Of all the entries below, only the lines from the one with "Please complete this annotation. The target class is support" up to and including the one with "Please complete this annotation. The target class is row" are to be duplicated exactly.

=== SUPPLIED RECORDS ===

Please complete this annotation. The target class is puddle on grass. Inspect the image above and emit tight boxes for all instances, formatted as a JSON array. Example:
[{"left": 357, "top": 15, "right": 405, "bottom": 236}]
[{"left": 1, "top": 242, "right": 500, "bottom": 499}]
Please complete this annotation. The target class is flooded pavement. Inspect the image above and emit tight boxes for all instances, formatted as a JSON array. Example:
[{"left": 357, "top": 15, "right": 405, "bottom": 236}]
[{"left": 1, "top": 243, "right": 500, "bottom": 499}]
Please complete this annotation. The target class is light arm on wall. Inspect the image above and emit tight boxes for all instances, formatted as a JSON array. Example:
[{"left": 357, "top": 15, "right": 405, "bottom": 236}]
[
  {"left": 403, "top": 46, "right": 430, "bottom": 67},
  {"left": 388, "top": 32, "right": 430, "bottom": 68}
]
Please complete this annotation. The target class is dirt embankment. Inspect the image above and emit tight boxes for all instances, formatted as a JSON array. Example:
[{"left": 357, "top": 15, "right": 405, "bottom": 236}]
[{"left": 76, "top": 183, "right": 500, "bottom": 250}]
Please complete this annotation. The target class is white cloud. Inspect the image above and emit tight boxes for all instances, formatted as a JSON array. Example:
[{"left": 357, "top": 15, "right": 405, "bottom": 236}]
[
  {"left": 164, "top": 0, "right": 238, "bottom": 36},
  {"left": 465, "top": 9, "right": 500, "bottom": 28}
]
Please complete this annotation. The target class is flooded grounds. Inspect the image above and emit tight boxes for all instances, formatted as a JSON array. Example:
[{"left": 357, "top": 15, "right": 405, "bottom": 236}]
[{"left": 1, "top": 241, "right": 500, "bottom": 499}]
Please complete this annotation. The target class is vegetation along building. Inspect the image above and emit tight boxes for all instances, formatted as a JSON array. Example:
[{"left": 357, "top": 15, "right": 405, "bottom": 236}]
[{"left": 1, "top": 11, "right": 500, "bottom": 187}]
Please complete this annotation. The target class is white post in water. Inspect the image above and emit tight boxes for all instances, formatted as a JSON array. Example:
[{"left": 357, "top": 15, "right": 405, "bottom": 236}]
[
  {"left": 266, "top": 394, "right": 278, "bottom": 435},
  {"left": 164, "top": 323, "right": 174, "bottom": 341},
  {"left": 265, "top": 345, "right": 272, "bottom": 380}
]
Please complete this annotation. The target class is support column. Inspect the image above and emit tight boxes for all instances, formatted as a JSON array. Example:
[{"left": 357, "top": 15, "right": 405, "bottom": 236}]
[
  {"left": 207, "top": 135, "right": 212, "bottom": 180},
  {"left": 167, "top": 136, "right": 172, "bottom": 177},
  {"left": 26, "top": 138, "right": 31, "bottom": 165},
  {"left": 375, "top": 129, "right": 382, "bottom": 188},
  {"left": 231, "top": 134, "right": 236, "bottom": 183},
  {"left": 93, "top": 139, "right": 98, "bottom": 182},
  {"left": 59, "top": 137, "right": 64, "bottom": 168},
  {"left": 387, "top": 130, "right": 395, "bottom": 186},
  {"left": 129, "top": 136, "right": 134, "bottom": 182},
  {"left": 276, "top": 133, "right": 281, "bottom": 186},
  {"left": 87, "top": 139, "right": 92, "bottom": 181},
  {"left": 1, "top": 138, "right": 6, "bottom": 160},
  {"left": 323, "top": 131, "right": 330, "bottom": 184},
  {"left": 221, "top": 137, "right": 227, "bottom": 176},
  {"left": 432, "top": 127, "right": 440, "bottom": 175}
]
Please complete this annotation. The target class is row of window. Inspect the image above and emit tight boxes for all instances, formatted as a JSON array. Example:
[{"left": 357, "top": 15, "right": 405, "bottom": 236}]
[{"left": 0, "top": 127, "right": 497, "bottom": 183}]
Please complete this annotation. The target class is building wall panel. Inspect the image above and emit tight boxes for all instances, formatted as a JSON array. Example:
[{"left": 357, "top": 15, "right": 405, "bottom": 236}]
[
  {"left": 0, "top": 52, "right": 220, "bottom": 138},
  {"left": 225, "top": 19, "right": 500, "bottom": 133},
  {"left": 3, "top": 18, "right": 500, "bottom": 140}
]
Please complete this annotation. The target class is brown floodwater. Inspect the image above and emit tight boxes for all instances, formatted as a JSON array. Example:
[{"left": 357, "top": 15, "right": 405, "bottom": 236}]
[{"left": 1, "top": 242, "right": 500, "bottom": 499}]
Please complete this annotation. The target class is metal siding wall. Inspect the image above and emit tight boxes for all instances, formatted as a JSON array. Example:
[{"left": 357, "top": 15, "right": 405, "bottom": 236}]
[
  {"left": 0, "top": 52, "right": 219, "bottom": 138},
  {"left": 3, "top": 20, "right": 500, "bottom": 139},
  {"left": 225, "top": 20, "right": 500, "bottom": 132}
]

===

EXERCISE OUTPUT:
Please complete this annotation. The target class is support column. Inspect the image above and emit tight boxes for all instances, formatted as a JSON array. Example:
[{"left": 357, "top": 15, "right": 405, "bottom": 236}]
[
  {"left": 207, "top": 135, "right": 212, "bottom": 180},
  {"left": 167, "top": 136, "right": 172, "bottom": 177},
  {"left": 26, "top": 138, "right": 31, "bottom": 165},
  {"left": 375, "top": 129, "right": 382, "bottom": 188},
  {"left": 231, "top": 134, "right": 236, "bottom": 183},
  {"left": 93, "top": 139, "right": 98, "bottom": 182},
  {"left": 59, "top": 137, "right": 64, "bottom": 168},
  {"left": 387, "top": 130, "right": 395, "bottom": 186},
  {"left": 129, "top": 136, "right": 134, "bottom": 182},
  {"left": 276, "top": 133, "right": 281, "bottom": 186},
  {"left": 87, "top": 139, "right": 92, "bottom": 181},
  {"left": 1, "top": 138, "right": 6, "bottom": 160},
  {"left": 323, "top": 131, "right": 330, "bottom": 184},
  {"left": 221, "top": 137, "right": 227, "bottom": 176},
  {"left": 432, "top": 127, "right": 440, "bottom": 175}
]
Please complete this annotation. The target class is row of window. Inspect the image above and emit tight boxes for all instances, formatted as a JSON array. Example:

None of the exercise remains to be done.